**DOCUMENT SECTION:**

+--

So, all three of my fish are doing well, at least it seems, they black one is even playing with the other two. I bought an all inclusive test kit and found out that my ammonia levels are still high. So I decided to do a water change. Then I had a thought, what if the tap water I am using has ammonia in it??? Well I tested it and found out that it si high in ammonia also. So today I drove my happy butt to the store and started with distilled water. I hope that helps a lot. The only problem was that I have a sticky thermometer on the tank and could not find a protable one to test the incoming water. So with a lot of skill and probably more luck I used the finger test. Got myself a bowl full of the tank water and made the incoming water match. Of course this is probably the least scientific way of testing the water, but the tank temperature only changed by a degree or so. Not bad and the fish are still happy and chasing each other around (do fish play tag???). I also have seen that since the tank is close to my computer, every time I sit down at my computer I get the "hungry eyes" from my fish. So I am feeding them a very little bit each day. They say to only feed what they can eat in 2 minutes, so I figure I only feed them what they can eat in 1 minute every day. Seems to be working. Besides humans are healthier if they eat many small meals, so should fish eh??? Oh well they seems very happy and are still alive so I must be doing something right.
 
Don't use distilled water. Your tap water contains something called Chloramines which is bonded chlorine and ammonia. Can you describe how the ammonia test in your test kit works? If you are using Prime, you are treating for ammonia and that is fine. If your test kit for ammonia is Nessler-Based it will not make the distinction between ammonia and ammonium (the latter being the end result of Prime and Chloramines mixing and not being poison to your fish) and you may be getting a false result. How big of water changes are you making? Also, are you vacuuming the gravel at all?

+--

**BRIEF 1:** Can you write out the part of the fish tank post that opens with the words "Don't use distilled" and closes with "gravel at all?", switching "Prime" to "a water conditioner" throughout?
**BRIEF 2:** Can you pick up the fish tank post after its final sentence and keep it going?

(Stored entries)
+--

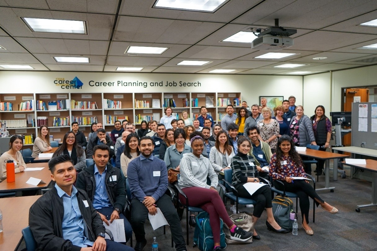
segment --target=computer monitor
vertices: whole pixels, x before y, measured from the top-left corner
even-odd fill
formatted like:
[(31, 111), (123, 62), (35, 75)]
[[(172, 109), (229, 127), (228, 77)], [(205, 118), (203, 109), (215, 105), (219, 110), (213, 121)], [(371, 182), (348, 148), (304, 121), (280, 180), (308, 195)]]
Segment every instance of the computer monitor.
[(338, 118), (341, 118), (342, 119), (342, 127), (351, 126), (352, 116), (351, 112), (333, 112), (330, 113), (330, 116), (331, 116), (333, 126), (335, 126), (336, 124), (338, 124)]

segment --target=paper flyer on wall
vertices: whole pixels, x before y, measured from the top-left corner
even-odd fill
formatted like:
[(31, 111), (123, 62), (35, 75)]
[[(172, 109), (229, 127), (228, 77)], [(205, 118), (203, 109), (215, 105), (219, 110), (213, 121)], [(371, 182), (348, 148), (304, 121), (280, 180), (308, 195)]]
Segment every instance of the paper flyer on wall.
[(368, 117), (368, 104), (360, 104), (359, 105), (359, 117)]
[(359, 131), (368, 131), (368, 119), (363, 118), (359, 118)]

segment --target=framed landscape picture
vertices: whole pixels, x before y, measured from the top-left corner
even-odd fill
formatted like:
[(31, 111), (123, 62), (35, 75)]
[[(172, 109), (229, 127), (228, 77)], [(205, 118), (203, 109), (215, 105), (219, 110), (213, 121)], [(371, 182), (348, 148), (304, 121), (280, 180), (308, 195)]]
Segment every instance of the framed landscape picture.
[(267, 101), (267, 106), (273, 110), (277, 106), (281, 106), (283, 104), (284, 97), (282, 96), (260, 96), (259, 104), (262, 105), (262, 99), (265, 98)]

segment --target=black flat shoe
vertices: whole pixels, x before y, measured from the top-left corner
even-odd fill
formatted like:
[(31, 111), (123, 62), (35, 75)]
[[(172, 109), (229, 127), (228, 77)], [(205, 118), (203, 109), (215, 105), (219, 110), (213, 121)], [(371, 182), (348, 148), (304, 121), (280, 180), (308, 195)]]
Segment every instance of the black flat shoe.
[(279, 230), (277, 230), (273, 227), (271, 225), (271, 224), (270, 224), (267, 220), (266, 221), (266, 225), (267, 226), (267, 228), (268, 229), (269, 231), (272, 230), (274, 232), (282, 234), (285, 234), (285, 233), (290, 232), (289, 230), (286, 230), (283, 228), (280, 228)]
[(259, 236), (259, 234), (257, 234), (256, 235), (253, 236), (253, 239), (254, 240), (260, 240), (261, 236)]
[(196, 225), (196, 221), (195, 220), (195, 215), (190, 215), (188, 218), (188, 225), (193, 228)]

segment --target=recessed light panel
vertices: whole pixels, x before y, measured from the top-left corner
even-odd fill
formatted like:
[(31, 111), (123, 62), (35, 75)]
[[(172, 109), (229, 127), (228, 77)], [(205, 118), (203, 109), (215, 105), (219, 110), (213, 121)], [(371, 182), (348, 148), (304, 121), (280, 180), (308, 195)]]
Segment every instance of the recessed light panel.
[(140, 71), (143, 70), (144, 68), (143, 67), (118, 67), (116, 70), (132, 70), (132, 71)]
[(283, 64), (280, 65), (277, 65), (274, 66), (276, 68), (296, 68), (296, 67), (300, 67), (303, 66), (306, 64)]
[(54, 57), (57, 62), (64, 63), (89, 63), (89, 58), (74, 57)]
[(365, 50), (375, 50), (377, 49), (377, 44), (373, 44), (369, 45), (366, 45), (362, 47), (359, 47), (356, 49), (364, 49)]
[(124, 53), (139, 54), (162, 54), (168, 48), (164, 47), (150, 47), (147, 46), (129, 46)]
[(372, 20), (368, 22), (360, 23), (359, 25), (365, 25), (365, 26), (377, 26), (377, 19)]
[(34, 69), (29, 65), (15, 65), (12, 64), (1, 64), (0, 67), (5, 69)]
[(201, 66), (212, 63), (211, 61), (196, 61), (195, 60), (183, 60), (177, 64), (177, 65)]
[(287, 74), (306, 74), (308, 73), (311, 73), (311, 72), (304, 72), (304, 71), (297, 71), (297, 72), (288, 72)]
[(296, 53), (283, 53), (282, 52), (268, 52), (263, 55), (256, 57), (254, 58), (266, 58), (267, 59), (275, 59), (286, 58), (296, 55)]
[(222, 42), (236, 42), (237, 43), (251, 43), (258, 37), (253, 32), (247, 31), (239, 31), (225, 38)]
[(86, 34), (84, 21), (29, 17), (22, 19), (34, 32)]
[(228, 72), (234, 72), (236, 70), (231, 70), (230, 69), (216, 69), (216, 70), (211, 70), (209, 72), (211, 72), (212, 73), (227, 73)]
[(157, 0), (154, 8), (215, 12), (228, 0)]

+--

**EXPECTED OUTPUT 1:**
Don't use distilled water. Your tap water contains something called Chloramines which is bonded chlorine and ammonia. Can you describe how the ammonia test in your test kit works? If you are using a water conditioner, you are treating for ammonia and that is fine. If your test kit for ammonia is Nessler-Based it will not make the distinction between ammonia and ammonium (the latter being the end result of a water conditioner and Chloramines mixing and not being poison to your fish) and you may be getting a false result. How big of water changes are you making? Also, are you vacuuming the gravel at all?

**EXPECTED OUTPUT 2:**
 
The ammonia test for is from tetra. I take a 5ml sample, add 14 drops of the 1st solution and mix, then add 7 drops of another and mix, then add 7 drops of a third. I then wait 20 minutes and compare to a color chart. The kit says it tests for NH3 and NH4, I think those are ammonia and ammonium. So does that mean that if it is reading high that it might not be as bad for the fish as I thought? So far I have made one water change, and changed about 2-3 gallons, that was with the distilled water. I posted this in another post also, but is a brown growth along the edge of the dorsal fin something I should worry about? I have 2 of my 3 fish that have it. They are the two and always have it raised?
 
The test kit is likely Salicylate based, you should add Prime to water straight from the tap, then check. Does the test also tell you to compare anything else to get the true ammonia level, like pH?

Don't use distilled water as it can lead to disaster. It is pure water. All of the impurities are removed, including carbonate, bicarbonate, magnesium and calcium cations etc. It can lead to pH swings of the acidic kind, very bad for fish and it can happen very easily using distilled water without adding any of those things back. Your tank will be high in ammonia at first, then high in nitrites as the cycle progresses. Both are extremely toxic to fish. If I were fishy cycling, I would be doing 50% water changes every day as well as testing the water every day. If ammonia and nitrites are really bad, then you can do two 50% water changes back to back.

As for the brown edge on the dorsal, I can't make a diagnosis without more info or seeing it. It could be any number of things.